However, the decline in the labor share has been the source of a potential realization crisis for the system. The decline in the purchasing power of workers limited their potential to consume. Demand deficiency and financial deregulation reduced investments despite increasing profitability. Thus neoliberalism only replaced the profit squeeze and over-accumulation problems of the 1970s with the realization problem. Financial innovations and debt-led consumption seemed to offer a short-term solution to this potential realization crisis. Since summer 2007 this solution has also collapsed. The crisis was tamed via major banking rescue packages and fiscal stimuli. Now the financial speculators and corporations are relabeling the crisis as a “fiscal” or “sovereign debt crisis” and pressurizing the governments in diverse countries ranging from Greece to Britain to cut spending to avoid taxes on their profits and wealth. The governments agreeing to the cuts are acting as if these same speculators were not the beneficiaries of decades long neoliberal policies and the main creators of the crisis. The public spending cuts are being formulated as “cutting the waste” and are obscuring the fact that public debt would not be there, if it were not for the bank rescue packages, counter-cyclical fiscal stimuli, and the loss of tax revenues due to the crisis. The pressure on wages associated with budget cuts is great news for the corporations! However the push for public debt reduction is the biggest threat to recovery. It is debatable where the recovery will come from, even if the bottom of the recession were reached, once the fiscal stimuli are withdrawn.

Wage suppression, global imbalances and Europe

The realization crisis at the origin of the crisis based on wage suppression was deeply connected to global imbalances. The debt-led consumption model generated a current account deficit in countries like US and Britain. This deficit was financed by the surpluses of developed countries such as Germany and Japan, developing countries like China and South Korea, or the oil rich Middle Eastern nations. In most cases current account surpluses were made possible by wage suppression.

In the European context, the wage suppression strategy and current account surpluses of countries like Germany were matched with current account deficits, public or private debt in the periphery of the Euro Zone, in particular in Greece, Portugal, Spain, and Ireland or in Eastern Europe, in particular in Hungary, Baltic States, Romania, and Bulgaria, and also in some core countries like Britain and Italy. The crisis laid bare the historical divergences within Europe, and now transformed the global crisis into a European crisis.

━━━━━━━━━━━━━━━━━━━━━━━━━━━━━━

Challenge 1:
Check each statement against the passage on wage suppression, answering yes or no and quoting the words that decide it. (a) Germany and Japan are among the countries whose surpluses financed the deficit. (b) Financial deregulation raised investments. (c) Ireland is named as part of the periphery of the Euro Zone.
Challenge 2:
In the passage on wage suppression, what seemed to offer a short-term solution to the potential realization crisis?
Challenge 3:
Repeat word for word the part of the passage on wage suppression starting at "In the European" and ending at "a European crisis.".

Records shown:
━━━━━━━━━━━━━━━━━━━━━━━━━━━━━━

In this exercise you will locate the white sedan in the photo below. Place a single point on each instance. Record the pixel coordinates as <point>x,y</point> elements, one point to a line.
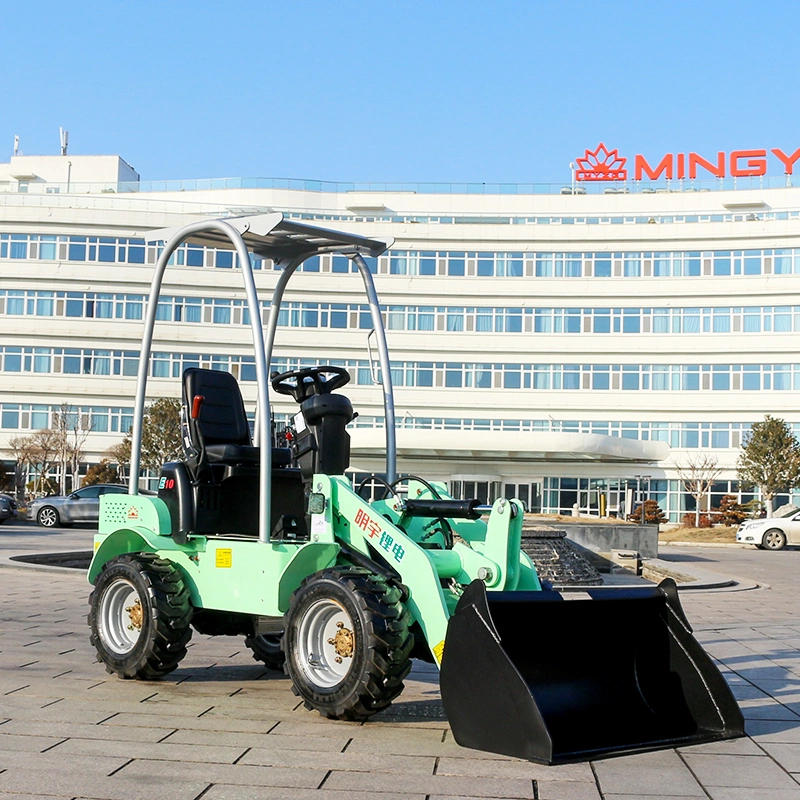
<point>773,533</point>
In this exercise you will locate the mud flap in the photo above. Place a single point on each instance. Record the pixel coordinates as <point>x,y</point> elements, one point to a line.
<point>535,676</point>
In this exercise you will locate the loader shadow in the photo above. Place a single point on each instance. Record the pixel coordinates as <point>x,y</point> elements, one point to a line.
<point>413,711</point>
<point>683,557</point>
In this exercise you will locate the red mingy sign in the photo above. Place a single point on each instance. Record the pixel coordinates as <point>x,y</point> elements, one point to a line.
<point>602,164</point>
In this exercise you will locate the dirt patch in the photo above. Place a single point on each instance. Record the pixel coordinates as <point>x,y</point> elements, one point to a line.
<point>722,534</point>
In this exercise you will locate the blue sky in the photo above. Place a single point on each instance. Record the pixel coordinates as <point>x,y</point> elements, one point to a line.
<point>396,91</point>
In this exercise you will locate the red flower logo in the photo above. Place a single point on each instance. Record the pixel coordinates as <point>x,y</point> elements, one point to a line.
<point>601,164</point>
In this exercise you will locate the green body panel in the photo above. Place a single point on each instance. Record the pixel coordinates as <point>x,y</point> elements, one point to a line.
<point>230,573</point>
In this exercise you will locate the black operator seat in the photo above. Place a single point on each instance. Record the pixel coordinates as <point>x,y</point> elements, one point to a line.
<point>217,423</point>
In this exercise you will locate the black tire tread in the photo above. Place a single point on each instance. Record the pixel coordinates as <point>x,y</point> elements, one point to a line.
<point>390,643</point>
<point>171,614</point>
<point>271,658</point>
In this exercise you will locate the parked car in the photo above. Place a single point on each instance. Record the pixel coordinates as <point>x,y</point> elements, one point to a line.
<point>773,533</point>
<point>82,505</point>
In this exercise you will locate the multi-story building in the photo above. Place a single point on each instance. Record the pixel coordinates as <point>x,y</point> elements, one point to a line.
<point>560,346</point>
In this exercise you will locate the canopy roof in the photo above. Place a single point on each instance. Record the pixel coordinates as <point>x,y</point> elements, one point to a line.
<point>272,236</point>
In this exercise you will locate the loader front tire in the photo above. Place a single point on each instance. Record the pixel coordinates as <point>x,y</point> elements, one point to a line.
<point>140,616</point>
<point>347,643</point>
<point>267,649</point>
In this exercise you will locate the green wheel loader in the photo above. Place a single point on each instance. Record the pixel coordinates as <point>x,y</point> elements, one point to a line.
<point>272,543</point>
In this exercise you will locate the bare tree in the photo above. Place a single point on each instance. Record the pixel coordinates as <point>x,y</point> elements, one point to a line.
<point>770,459</point>
<point>71,431</point>
<point>18,448</point>
<point>40,453</point>
<point>698,475</point>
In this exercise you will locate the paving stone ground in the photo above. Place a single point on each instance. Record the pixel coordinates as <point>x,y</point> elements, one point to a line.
<point>222,727</point>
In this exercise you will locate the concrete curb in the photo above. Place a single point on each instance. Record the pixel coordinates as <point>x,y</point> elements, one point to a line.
<point>703,544</point>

━━━━━━━━━━━━━━━━━━━━━━━━━━━━━━

Complete answer 1:
(a) Yes: "This deficit was financed by the surpluses of developed countries such as Germany and Japan"
(b) No: "Demand deficiency and financial deregulation reduced investments despite increasing profitability."
(c) Yes: "in the periphery of the Euro Zone, in particular in Greece, Portugal, Spain, and Ireland"

Complete answer 2:
Financial innovations and debt-led consumption.

Complete answer 3:
In the European context, the wage suppression strategy and current account surpluses of countries like Germany were matched with current account deficits, public or private debt in the periphery of the Euro Zone, in particular in Greece, Portugal, Spain, and Ireland or in Eastern Europe, in particular in Hungary, Baltic States, Romania, and Bulgaria, and also in some core countries like Britain and Italy. The crisis laid bare the historical divergences within Europe, and now transformed the global crisis into a European crisis.